SELECTED EXCERPT:
---*---
# Any race a Surly Cross Check?



## Keepthemdead (Oct 24, 2006)

*Anyone race a Surly Cross Check?*

I'm thinking about getting one to do beginner races and just bomb around. Will probably also use as a rain bike. Any actually race one of theses? What is the lowest weight you got down to with reasonable parts? Most seem to be touring bikes or set up for heavy duty trail stuff. Sorry if this has already been covered.This is also one of the only locally available frames I can get as the bike shops around here can't get anything else under a grand for some reason.
Cheers


----------



## Andrea138 (Mar 10, 2008)

I have one set up single speed, and it weighs about 23.5 pounds. It's a lot of fun to ride, too.


----------



## carlosflanders (Nov 23, 2008)
---*---
[Records]
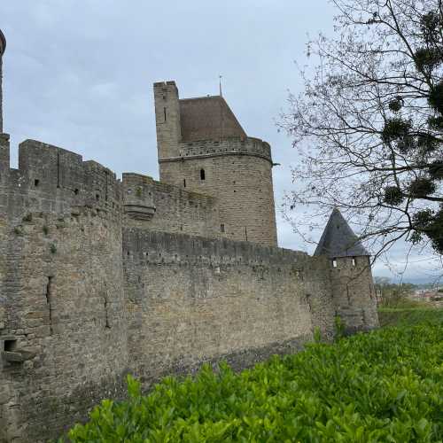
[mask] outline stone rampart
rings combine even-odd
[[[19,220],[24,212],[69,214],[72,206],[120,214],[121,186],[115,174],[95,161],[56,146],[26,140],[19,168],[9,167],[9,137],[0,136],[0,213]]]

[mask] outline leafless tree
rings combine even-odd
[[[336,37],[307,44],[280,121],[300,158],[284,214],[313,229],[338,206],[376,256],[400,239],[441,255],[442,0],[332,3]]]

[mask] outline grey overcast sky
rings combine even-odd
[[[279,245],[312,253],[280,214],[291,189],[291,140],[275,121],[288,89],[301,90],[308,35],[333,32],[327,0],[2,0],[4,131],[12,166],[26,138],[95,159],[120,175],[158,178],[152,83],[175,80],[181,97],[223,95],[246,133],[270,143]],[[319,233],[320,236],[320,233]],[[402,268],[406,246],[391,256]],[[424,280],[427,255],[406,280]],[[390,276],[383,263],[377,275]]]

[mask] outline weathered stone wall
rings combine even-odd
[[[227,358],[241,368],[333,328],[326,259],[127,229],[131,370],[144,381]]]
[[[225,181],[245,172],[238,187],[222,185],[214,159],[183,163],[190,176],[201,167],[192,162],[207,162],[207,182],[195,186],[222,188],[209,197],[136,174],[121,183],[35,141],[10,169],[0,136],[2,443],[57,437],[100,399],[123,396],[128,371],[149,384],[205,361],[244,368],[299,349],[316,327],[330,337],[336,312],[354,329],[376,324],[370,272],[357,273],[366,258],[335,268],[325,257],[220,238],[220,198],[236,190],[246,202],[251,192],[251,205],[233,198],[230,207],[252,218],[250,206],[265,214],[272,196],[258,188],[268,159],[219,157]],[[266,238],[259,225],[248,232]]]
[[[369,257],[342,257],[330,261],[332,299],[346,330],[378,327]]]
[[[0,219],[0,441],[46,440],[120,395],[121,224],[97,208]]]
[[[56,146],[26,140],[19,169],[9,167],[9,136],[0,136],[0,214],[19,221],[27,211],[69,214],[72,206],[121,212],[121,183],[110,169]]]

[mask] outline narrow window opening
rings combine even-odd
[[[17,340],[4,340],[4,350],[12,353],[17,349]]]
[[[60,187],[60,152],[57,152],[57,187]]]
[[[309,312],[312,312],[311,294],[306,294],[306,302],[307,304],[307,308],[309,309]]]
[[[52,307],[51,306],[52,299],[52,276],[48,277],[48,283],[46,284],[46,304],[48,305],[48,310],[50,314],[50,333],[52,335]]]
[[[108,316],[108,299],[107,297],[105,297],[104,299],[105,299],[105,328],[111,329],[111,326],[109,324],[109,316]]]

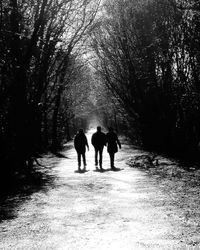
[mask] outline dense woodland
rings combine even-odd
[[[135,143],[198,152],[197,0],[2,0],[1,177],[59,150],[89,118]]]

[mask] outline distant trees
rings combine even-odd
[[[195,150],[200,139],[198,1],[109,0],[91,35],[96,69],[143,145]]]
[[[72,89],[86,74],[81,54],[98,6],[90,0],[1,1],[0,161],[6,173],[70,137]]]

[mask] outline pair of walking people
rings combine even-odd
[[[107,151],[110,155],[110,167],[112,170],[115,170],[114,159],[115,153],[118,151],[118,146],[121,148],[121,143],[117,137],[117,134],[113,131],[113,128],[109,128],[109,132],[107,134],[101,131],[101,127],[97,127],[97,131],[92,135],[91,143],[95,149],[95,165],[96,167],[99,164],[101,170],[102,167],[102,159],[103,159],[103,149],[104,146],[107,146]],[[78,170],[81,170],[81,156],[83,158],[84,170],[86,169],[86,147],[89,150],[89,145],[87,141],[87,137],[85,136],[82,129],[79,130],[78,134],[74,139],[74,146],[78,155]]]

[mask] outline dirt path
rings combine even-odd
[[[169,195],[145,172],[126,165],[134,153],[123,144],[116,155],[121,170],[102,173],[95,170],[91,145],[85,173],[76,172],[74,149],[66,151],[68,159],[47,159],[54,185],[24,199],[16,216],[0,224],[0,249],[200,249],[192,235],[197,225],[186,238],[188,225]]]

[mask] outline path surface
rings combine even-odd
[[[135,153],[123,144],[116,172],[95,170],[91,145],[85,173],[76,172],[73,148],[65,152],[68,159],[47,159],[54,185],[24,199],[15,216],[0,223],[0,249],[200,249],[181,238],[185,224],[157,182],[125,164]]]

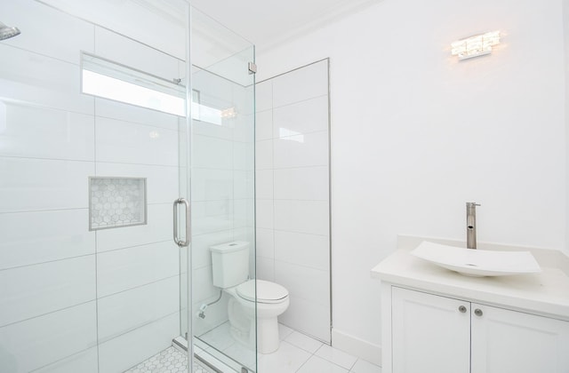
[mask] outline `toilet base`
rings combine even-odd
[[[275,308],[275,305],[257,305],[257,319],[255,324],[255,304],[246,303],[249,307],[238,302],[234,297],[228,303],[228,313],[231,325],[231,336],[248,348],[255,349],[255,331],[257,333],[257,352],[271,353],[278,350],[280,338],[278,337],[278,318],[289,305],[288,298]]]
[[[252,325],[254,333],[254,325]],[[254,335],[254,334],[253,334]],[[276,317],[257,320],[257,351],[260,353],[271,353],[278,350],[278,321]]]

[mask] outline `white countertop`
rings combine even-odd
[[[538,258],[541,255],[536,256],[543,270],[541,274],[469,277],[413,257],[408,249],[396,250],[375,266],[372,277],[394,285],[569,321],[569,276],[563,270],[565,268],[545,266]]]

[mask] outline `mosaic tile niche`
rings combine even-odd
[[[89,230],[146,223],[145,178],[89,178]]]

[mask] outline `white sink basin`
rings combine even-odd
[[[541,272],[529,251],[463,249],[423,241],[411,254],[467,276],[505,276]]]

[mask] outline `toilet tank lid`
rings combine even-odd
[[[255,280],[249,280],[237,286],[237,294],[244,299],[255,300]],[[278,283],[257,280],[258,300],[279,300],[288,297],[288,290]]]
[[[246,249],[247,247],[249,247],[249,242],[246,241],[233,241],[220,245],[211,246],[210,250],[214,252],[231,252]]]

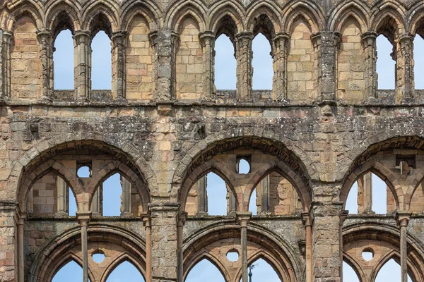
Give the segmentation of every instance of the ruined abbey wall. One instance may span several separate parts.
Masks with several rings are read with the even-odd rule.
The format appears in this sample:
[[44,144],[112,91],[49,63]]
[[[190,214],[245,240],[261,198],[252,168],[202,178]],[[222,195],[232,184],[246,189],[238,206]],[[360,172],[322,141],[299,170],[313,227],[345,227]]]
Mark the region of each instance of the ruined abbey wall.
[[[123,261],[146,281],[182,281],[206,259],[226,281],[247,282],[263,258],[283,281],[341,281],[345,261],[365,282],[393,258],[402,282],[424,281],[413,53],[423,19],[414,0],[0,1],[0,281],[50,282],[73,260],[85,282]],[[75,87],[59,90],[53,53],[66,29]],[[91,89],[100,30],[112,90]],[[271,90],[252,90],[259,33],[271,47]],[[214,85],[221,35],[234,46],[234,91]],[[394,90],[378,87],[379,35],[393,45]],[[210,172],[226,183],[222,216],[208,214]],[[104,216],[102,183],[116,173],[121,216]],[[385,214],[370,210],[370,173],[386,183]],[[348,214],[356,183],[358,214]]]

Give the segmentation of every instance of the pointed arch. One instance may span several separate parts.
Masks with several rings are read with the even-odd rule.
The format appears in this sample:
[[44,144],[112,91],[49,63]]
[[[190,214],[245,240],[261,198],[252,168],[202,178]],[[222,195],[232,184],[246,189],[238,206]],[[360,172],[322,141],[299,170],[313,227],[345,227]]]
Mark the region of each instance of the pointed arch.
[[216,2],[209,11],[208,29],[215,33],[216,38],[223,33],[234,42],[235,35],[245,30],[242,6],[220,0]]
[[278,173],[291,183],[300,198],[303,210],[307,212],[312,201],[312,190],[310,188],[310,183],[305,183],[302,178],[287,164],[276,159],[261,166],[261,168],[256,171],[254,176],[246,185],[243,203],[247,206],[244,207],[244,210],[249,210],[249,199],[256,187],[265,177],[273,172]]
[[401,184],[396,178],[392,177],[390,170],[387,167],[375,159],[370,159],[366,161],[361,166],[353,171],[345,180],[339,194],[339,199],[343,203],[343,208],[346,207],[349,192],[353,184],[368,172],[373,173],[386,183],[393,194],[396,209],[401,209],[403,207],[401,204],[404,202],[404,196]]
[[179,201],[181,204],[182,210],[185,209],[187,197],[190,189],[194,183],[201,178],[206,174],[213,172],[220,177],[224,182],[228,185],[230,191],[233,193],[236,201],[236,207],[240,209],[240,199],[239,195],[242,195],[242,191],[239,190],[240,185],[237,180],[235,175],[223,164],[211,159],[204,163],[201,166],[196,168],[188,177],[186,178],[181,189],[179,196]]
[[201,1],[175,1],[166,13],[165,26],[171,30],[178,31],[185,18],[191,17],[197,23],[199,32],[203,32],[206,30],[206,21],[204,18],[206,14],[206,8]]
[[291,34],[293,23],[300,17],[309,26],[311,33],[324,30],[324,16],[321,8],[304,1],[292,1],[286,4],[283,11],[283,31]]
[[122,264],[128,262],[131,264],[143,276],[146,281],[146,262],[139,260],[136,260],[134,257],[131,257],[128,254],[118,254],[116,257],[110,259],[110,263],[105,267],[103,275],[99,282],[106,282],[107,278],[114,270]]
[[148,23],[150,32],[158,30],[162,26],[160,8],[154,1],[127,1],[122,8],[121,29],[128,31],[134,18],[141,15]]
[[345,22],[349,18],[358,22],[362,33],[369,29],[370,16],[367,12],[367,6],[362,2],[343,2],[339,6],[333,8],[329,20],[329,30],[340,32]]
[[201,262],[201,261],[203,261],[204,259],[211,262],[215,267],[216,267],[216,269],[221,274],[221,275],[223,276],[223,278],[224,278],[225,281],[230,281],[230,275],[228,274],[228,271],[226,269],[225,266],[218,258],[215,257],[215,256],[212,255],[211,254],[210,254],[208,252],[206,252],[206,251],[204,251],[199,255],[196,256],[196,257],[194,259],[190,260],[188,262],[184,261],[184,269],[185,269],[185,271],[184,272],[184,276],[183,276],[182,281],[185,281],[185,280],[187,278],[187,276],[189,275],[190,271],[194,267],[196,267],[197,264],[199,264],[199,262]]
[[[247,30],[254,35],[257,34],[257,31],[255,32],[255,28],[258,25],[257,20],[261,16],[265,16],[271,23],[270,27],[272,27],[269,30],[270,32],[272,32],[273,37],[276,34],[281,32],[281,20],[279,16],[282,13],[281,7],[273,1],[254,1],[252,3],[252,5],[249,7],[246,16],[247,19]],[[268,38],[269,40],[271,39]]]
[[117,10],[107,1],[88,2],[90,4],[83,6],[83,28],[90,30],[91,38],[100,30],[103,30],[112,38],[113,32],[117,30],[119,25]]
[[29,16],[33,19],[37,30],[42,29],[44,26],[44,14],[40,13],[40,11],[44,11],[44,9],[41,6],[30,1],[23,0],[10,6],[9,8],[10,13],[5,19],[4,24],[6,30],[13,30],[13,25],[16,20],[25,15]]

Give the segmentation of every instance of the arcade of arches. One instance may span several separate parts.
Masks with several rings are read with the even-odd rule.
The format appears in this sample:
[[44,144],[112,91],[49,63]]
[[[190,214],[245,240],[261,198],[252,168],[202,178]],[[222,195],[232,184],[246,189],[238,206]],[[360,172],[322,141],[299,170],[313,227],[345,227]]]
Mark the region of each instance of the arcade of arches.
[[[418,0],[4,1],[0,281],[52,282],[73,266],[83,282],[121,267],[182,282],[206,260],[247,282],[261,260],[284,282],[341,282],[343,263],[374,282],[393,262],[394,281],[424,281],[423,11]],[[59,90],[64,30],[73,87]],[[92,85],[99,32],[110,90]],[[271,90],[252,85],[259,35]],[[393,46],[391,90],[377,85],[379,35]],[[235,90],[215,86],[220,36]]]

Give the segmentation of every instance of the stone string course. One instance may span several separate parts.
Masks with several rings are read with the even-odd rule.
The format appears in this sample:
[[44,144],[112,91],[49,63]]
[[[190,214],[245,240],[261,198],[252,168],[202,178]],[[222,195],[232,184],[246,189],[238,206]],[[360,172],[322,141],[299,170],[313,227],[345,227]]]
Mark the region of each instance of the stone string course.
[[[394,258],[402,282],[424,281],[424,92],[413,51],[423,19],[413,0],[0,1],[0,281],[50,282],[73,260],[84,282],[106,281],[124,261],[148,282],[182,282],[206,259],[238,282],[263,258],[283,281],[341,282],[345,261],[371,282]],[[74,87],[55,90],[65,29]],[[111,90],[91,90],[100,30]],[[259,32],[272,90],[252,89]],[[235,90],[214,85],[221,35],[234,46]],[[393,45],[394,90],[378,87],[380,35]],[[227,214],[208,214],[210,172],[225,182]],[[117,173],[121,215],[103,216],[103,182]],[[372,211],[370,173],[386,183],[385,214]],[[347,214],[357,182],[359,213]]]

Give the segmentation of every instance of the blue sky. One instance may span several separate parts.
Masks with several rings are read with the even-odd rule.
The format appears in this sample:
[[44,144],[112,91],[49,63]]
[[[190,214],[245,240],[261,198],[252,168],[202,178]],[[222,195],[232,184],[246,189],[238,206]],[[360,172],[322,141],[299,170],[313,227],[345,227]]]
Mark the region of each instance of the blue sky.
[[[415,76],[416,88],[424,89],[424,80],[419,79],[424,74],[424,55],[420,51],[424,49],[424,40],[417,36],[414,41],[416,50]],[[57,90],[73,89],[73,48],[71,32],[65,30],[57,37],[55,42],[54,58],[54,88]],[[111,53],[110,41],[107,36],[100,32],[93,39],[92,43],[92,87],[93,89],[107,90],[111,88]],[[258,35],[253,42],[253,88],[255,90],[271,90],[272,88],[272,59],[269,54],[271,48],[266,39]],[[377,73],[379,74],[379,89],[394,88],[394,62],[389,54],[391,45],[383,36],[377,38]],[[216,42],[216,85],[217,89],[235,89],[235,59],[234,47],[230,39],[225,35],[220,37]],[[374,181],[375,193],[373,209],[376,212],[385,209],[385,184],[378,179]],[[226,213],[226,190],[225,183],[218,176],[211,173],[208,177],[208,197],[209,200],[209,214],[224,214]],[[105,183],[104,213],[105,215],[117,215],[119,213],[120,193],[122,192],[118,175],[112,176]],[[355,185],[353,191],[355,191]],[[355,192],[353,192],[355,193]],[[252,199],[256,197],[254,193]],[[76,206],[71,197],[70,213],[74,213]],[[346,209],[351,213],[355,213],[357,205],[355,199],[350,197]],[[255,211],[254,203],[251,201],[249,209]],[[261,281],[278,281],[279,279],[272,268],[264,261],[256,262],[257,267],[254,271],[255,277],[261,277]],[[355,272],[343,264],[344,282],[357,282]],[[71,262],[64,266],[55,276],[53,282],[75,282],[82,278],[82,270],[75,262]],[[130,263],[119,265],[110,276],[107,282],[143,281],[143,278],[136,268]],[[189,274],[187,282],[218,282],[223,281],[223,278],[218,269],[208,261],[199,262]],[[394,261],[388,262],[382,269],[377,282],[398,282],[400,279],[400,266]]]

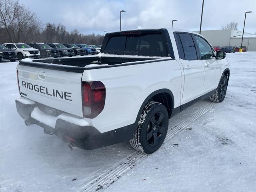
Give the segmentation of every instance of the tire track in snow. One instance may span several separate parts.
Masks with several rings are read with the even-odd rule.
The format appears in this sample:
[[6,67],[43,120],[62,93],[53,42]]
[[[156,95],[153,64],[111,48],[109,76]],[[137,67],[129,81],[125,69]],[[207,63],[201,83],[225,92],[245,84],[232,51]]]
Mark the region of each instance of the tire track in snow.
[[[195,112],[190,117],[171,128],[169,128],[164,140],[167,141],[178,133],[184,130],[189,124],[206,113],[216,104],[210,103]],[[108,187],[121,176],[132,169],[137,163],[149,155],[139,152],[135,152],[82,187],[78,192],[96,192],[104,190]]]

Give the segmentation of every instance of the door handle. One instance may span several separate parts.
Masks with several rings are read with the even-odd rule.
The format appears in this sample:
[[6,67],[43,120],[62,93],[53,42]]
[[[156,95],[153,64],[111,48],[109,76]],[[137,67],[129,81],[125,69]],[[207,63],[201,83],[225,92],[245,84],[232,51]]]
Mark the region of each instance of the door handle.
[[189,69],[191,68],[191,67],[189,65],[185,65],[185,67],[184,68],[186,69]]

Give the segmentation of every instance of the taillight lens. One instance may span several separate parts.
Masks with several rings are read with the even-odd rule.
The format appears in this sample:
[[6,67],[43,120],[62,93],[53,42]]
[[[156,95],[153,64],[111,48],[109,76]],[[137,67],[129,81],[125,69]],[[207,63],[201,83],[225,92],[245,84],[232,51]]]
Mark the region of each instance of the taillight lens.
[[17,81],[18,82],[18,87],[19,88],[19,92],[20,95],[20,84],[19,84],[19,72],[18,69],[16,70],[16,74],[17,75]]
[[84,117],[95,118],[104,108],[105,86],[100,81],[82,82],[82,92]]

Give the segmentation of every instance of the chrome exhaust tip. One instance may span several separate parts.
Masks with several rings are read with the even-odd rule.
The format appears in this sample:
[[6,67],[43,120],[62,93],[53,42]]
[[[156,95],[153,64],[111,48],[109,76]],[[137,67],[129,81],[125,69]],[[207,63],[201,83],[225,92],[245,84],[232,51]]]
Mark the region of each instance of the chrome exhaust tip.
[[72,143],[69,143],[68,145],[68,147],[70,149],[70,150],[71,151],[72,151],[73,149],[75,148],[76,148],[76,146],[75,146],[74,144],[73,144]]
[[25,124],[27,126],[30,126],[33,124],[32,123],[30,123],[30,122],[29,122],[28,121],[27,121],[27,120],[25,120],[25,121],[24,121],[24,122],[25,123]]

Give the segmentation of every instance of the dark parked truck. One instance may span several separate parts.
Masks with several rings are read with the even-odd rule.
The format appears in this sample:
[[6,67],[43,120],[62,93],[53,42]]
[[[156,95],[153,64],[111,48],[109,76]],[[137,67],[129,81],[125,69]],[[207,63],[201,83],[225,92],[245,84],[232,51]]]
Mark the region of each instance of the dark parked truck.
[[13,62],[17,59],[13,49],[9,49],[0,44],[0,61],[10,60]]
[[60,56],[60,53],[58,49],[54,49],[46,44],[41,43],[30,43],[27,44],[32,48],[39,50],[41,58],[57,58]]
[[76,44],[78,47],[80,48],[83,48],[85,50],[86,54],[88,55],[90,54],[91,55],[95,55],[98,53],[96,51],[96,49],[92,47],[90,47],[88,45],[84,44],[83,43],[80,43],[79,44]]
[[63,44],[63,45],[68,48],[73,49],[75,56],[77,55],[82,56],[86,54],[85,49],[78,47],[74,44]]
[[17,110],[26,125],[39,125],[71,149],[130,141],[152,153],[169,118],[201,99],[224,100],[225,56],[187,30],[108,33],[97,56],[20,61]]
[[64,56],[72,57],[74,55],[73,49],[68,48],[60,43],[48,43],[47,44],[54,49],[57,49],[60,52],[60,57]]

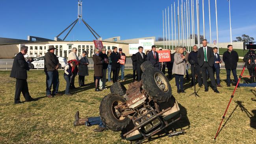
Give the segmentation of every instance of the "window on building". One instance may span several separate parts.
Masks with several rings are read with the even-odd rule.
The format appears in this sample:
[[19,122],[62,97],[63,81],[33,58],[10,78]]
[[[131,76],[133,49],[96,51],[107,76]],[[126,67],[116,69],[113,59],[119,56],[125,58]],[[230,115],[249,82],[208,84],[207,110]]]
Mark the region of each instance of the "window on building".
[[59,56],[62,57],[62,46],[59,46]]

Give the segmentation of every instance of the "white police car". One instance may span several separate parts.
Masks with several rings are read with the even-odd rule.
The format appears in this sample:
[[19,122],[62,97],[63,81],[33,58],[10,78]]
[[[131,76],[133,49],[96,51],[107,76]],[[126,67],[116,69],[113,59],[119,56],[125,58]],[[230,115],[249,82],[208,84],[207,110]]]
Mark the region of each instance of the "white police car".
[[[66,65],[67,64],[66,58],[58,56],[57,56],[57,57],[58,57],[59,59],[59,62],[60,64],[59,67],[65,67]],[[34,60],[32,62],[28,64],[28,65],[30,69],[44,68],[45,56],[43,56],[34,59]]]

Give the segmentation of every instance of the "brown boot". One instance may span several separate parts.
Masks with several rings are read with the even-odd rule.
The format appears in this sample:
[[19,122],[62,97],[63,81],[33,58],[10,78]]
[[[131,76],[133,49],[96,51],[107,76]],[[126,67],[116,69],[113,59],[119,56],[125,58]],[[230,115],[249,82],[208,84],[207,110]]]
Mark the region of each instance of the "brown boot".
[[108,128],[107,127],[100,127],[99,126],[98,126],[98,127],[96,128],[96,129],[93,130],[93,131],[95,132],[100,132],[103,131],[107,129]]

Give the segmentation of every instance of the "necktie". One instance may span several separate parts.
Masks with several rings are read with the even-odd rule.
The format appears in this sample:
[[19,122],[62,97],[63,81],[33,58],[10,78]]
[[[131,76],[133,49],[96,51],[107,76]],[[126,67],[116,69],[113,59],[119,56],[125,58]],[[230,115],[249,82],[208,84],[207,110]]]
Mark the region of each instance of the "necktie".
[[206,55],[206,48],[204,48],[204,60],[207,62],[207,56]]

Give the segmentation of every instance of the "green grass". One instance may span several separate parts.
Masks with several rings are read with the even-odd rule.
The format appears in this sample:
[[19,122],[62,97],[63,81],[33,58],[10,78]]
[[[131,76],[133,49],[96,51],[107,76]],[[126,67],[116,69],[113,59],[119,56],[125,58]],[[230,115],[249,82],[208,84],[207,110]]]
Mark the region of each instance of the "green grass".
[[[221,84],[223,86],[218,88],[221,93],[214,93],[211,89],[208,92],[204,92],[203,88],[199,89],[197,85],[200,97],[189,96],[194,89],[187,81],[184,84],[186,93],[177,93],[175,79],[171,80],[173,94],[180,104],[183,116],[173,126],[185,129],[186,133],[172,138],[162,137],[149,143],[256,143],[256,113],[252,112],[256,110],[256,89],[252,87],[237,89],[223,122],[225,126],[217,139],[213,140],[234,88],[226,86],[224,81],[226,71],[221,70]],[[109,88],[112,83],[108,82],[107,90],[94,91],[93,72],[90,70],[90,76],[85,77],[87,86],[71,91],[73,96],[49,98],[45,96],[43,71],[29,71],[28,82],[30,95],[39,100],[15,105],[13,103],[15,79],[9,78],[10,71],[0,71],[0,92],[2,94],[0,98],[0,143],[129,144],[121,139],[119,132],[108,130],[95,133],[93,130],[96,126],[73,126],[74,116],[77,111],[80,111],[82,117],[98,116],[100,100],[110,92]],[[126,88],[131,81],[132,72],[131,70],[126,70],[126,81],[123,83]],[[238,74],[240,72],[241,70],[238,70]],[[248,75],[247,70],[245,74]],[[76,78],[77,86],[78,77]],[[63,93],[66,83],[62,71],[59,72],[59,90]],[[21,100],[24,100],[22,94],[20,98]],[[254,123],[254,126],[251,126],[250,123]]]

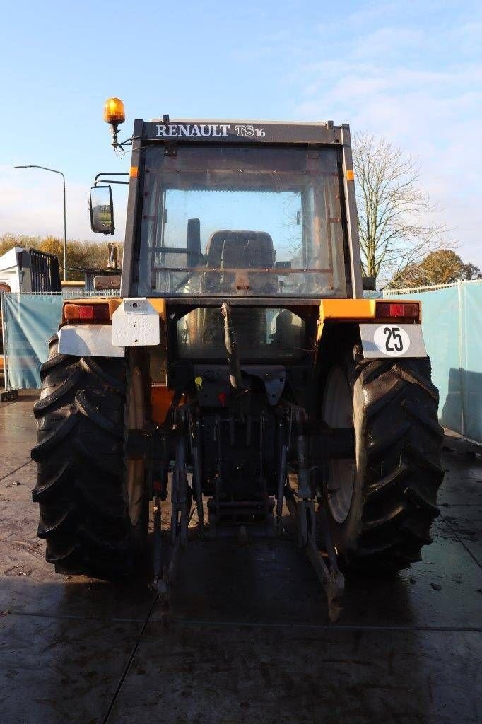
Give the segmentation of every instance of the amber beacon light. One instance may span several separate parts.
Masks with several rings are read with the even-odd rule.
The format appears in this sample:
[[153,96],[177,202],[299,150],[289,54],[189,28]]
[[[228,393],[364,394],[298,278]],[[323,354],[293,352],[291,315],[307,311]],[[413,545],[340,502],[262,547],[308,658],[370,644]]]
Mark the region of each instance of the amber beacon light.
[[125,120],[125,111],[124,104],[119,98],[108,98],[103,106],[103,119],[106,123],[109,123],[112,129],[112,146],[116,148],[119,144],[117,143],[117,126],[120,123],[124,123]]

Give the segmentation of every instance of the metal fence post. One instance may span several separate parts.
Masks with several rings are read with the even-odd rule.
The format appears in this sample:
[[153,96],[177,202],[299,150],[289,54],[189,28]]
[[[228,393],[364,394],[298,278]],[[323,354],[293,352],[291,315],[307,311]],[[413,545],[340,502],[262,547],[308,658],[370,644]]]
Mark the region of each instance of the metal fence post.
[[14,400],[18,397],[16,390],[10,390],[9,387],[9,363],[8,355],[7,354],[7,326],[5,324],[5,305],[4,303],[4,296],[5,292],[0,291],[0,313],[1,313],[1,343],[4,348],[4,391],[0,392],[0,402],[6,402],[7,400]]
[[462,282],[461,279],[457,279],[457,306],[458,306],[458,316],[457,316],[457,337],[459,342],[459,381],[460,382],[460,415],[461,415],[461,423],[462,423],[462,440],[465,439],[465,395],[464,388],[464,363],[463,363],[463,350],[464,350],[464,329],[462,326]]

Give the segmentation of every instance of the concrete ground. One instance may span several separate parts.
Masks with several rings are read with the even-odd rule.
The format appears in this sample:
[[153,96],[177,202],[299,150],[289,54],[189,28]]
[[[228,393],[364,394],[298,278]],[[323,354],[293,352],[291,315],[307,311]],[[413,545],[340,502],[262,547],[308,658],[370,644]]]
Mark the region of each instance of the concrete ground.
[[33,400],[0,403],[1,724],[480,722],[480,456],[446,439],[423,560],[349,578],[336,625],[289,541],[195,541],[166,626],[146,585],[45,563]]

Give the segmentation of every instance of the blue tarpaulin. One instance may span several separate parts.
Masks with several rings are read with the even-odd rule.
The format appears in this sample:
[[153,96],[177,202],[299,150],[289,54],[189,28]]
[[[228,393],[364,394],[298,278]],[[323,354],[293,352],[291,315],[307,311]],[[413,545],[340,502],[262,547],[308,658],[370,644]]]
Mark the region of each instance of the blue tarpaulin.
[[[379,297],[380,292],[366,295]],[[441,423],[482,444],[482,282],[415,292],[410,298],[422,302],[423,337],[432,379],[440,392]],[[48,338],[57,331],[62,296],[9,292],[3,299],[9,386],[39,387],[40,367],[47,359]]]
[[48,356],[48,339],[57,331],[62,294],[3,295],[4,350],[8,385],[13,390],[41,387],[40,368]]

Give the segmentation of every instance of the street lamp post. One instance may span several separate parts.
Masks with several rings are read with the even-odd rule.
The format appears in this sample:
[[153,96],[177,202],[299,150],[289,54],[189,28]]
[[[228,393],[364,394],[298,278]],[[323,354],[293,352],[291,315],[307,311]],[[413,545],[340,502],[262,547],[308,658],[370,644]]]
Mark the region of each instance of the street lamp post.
---*---
TASK SET:
1. Print the part of the Surly Cross Check thread that begins with the words containing "## Keepthemdead (Oct" and ends with "for some reason.".
2. In the Surly Cross Check thread, why is Keepthemdead looking at this frame in particular? Answer in one to three sentences.
Rely only on the Surly Cross Check thread.

RESPONSES FOR EACH TASK:
1.
## Keepthemdead (Oct 24, 2006)

*Anyone race a Surly Cross Check?*

I'm thinking about getting one to do beginner races and just bomb around. Will probably also use as a rain bike. Any actually race one of theses? What is the lowest weight you got down to with reasonable parts? Most seem to be touring bikes or set up for heavy duty trail stuff. Sorry if this has already been covered.This is also one of the only locally available frames I can get as the bike shops around here can't get anything else under a grand for some reason.

2. It is one of the only frames Keepthemdead can get locally. The bike shops in the area can't get anything else under a grand.